* Directions for this task *
Copy each of the rows below word for word, without changing anything.

++++

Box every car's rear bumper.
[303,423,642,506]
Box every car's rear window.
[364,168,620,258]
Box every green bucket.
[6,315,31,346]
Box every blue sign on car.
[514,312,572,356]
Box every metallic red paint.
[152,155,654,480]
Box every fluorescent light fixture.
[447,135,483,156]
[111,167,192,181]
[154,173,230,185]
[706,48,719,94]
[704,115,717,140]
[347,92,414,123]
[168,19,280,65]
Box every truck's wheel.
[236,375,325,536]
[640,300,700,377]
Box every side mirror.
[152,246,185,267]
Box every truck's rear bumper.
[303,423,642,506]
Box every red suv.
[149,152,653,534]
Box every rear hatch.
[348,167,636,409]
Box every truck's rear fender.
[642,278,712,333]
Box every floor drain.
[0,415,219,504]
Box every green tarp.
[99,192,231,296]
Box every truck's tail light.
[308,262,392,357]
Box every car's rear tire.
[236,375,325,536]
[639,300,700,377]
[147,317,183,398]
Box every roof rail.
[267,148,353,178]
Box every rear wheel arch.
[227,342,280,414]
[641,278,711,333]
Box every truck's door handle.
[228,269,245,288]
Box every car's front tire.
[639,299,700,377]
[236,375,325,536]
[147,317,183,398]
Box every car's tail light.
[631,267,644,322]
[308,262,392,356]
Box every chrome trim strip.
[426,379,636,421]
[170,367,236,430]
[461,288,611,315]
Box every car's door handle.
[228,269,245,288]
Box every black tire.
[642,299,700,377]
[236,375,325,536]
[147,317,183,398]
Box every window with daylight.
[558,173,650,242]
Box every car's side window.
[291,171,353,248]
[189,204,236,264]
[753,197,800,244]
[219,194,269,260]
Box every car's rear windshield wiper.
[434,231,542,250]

++++

* Written response *
Box every car's rear bumper.
[303,423,642,506]
Box every car's rear window.
[364,168,620,258]
Box every green bucket.
[6,315,31,346]
Box every blue sign on car.
[514,312,572,356]
Box every metallic red paint.
[152,155,654,480]
Box every fluorescent light fixture.
[447,135,483,156]
[111,167,192,181]
[154,173,230,185]
[706,48,719,94]
[704,115,717,140]
[347,92,414,123]
[168,19,280,65]
Box every truck's wheel.
[236,375,325,536]
[640,300,700,377]
Box every side mirror.
[152,246,185,267]
Box every truck's rear bumper.
[303,423,642,506]
Box every red suv.
[149,152,653,534]
Box every rear hatch.
[348,167,636,409]
Box every truck's rear fender.
[642,278,712,333]
Box every floor drain.
[0,415,219,504]
Box every green tarp.
[99,192,231,296]
Box every truck's tail light.
[308,262,392,357]
Box every car's rear tire.
[236,375,325,536]
[639,300,700,377]
[147,317,183,398]
Box every roof rail.
[267,148,353,178]
Box every rear wheel arch.
[227,342,280,414]
[641,278,711,333]
Box every truck's door handle.
[228,269,245,288]
Box every car's front tire.
[639,299,700,377]
[236,375,325,536]
[147,317,183,398]
Box every car's tail light.
[631,267,644,322]
[308,262,392,356]
Box every chrome trim strip.
[426,379,636,421]
[170,367,236,430]
[461,288,611,315]
Box every car's door handle.
[228,269,245,288]
Box every black tire.
[642,299,700,377]
[236,375,325,536]
[147,317,183,398]
Box every window with daylight.
[558,173,650,242]
Box every car's side window.
[291,171,353,248]
[189,204,236,264]
[753,197,800,244]
[219,194,269,260]
Box every car's rear windshield wiper.
[434,231,542,250]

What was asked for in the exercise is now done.